_TASK PROMPT_: The exercise asks for every line of the data to be reproduced exactly.

_MATERIAL TO PROCESS_:
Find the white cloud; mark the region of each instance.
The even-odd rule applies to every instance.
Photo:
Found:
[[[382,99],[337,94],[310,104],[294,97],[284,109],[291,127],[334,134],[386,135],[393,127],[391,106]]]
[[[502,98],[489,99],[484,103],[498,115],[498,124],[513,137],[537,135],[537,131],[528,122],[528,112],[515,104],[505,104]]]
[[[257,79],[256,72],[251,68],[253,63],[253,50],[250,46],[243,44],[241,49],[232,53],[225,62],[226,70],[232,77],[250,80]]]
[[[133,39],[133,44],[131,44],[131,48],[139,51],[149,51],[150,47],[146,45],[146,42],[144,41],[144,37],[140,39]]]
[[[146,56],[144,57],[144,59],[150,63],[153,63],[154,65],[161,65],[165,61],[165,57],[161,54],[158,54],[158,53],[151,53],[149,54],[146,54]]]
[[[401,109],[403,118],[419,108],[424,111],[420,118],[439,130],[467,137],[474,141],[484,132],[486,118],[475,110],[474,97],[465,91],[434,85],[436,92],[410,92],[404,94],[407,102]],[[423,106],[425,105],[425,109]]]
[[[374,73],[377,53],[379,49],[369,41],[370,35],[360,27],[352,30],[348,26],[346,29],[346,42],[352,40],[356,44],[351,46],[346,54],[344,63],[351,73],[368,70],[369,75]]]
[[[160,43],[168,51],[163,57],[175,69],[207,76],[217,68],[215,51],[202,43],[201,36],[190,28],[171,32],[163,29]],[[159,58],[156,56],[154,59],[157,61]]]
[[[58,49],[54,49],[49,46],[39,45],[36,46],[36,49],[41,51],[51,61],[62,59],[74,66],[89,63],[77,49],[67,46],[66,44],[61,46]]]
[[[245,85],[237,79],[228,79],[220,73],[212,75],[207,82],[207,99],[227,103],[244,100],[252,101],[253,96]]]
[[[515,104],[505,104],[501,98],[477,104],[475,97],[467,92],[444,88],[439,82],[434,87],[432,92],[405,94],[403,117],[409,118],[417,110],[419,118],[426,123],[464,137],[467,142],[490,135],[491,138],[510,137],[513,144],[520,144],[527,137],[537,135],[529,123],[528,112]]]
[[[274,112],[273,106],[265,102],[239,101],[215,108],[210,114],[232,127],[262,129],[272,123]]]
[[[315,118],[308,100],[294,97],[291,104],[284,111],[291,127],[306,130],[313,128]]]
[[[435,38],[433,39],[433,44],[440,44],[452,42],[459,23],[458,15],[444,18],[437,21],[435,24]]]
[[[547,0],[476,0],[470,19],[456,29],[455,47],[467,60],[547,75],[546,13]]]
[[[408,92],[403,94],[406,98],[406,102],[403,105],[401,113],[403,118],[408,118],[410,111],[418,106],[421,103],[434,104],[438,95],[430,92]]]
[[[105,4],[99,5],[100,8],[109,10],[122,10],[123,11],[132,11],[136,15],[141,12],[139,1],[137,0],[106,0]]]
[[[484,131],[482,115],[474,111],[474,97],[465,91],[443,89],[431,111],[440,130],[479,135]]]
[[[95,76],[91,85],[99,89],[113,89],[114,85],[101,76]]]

_TASK OUTPUT_:
Find the white cloud; mark the region of each instance.
The even-odd rule applies to every instance.
Photo:
Found:
[[[382,99],[337,94],[310,104],[294,97],[284,109],[291,127],[334,134],[386,135],[393,127],[391,106]]]
[[[502,98],[489,99],[484,103],[498,115],[498,124],[513,137],[537,135],[537,131],[528,122],[528,112],[515,104],[505,104]]]
[[[257,79],[256,72],[251,68],[253,63],[253,50],[250,46],[243,44],[241,49],[232,53],[225,62],[226,70],[232,77],[250,80]]]
[[[133,39],[133,44],[131,44],[131,48],[139,51],[149,51],[150,47],[146,45],[146,42],[144,41],[144,37],[140,39]]]
[[[146,56],[144,57],[144,59],[150,63],[153,63],[154,65],[161,65],[165,61],[165,57],[161,54],[158,54],[158,53],[151,53],[149,54],[146,54]]]
[[[401,109],[403,118],[419,108],[424,111],[420,118],[439,130],[467,137],[474,141],[484,132],[486,118],[475,110],[474,97],[465,91],[434,85],[436,92],[410,92],[404,94],[407,102]],[[423,106],[425,105],[425,109]]]
[[[374,73],[377,53],[379,49],[369,41],[370,35],[360,27],[352,30],[348,26],[346,29],[346,42],[352,40],[356,44],[351,46],[346,54],[344,63],[351,73],[368,70],[369,75]]]
[[[160,43],[168,51],[163,57],[175,69],[207,76],[217,68],[215,51],[202,43],[201,36],[190,28],[171,32],[163,29]],[[159,58],[156,56],[154,59],[157,61]]]
[[[58,49],[54,49],[49,46],[39,45],[36,46],[36,49],[41,51],[51,61],[62,59],[74,66],[89,63],[77,49],[67,46],[66,44],[61,46]]]
[[[245,85],[237,79],[228,79],[220,73],[212,75],[207,82],[207,99],[227,103],[244,100],[252,101],[253,96]]]
[[[515,104],[505,104],[501,98],[477,104],[475,97],[467,92],[444,88],[439,82],[434,87],[432,92],[405,94],[403,117],[409,118],[417,110],[419,118],[426,123],[464,137],[467,142],[490,135],[491,138],[510,137],[513,144],[520,144],[527,137],[537,135],[529,123],[528,112]]]
[[[274,112],[273,106],[265,102],[239,101],[215,108],[210,114],[232,127],[262,129],[272,123]]]
[[[315,118],[308,100],[294,97],[291,104],[284,111],[291,127],[306,130],[313,128]]]
[[[435,38],[433,39],[433,44],[440,44],[452,42],[459,23],[458,15],[444,18],[437,21],[435,24]]]
[[[547,0],[476,0],[470,19],[456,29],[455,47],[467,60],[547,75],[546,13]]]
[[[408,92],[403,94],[406,98],[406,102],[403,105],[401,113],[403,118],[408,118],[410,111],[418,106],[421,103],[434,104],[438,95],[430,92]]]
[[[105,4],[99,5],[100,8],[109,10],[122,10],[123,11],[132,11],[136,15],[141,12],[139,1],[137,0],[106,0]]]
[[[484,131],[482,115],[474,111],[474,97],[465,91],[443,89],[431,111],[440,130],[479,135]]]
[[[95,76],[91,85],[99,89],[113,89],[114,85],[101,76]]]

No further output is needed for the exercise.